---------- Supplied material
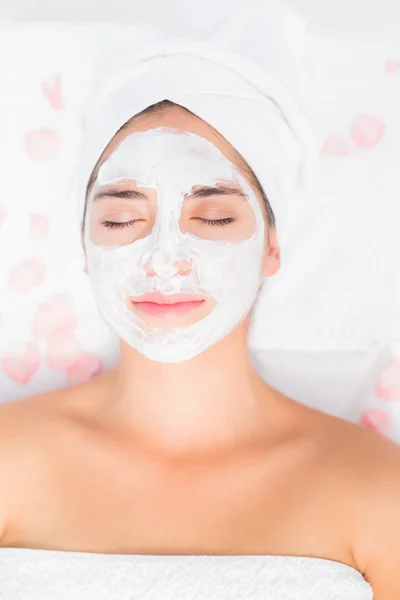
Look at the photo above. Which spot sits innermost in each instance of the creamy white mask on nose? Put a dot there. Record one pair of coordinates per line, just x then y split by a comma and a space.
172, 163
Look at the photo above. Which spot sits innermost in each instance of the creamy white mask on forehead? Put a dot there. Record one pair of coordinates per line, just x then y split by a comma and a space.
227, 271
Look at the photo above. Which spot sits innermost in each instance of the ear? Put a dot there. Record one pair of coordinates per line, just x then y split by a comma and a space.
272, 258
--------------------
About this task
Reproduce the listing exactly, images omitted.

Written response
Look at the photo above. Which spot sits innermost in each instance of the creamy white mask on nose? Put a dot there. Record one pair of coordinates per line, just x then y split by a comma and a space.
172, 163
Look at the photo above. Which spot sits innermost in each instance of the creamy white mask on forehead? Put a dot there. Record one pair of coordinates per line, just x then y split by a comma and a space.
227, 271
Look at the photo above. Which spot sits innermost in each instance of the ear? Put a dot there. Record one pair of coordinates per line, just x then y split by a comma and a space.
272, 258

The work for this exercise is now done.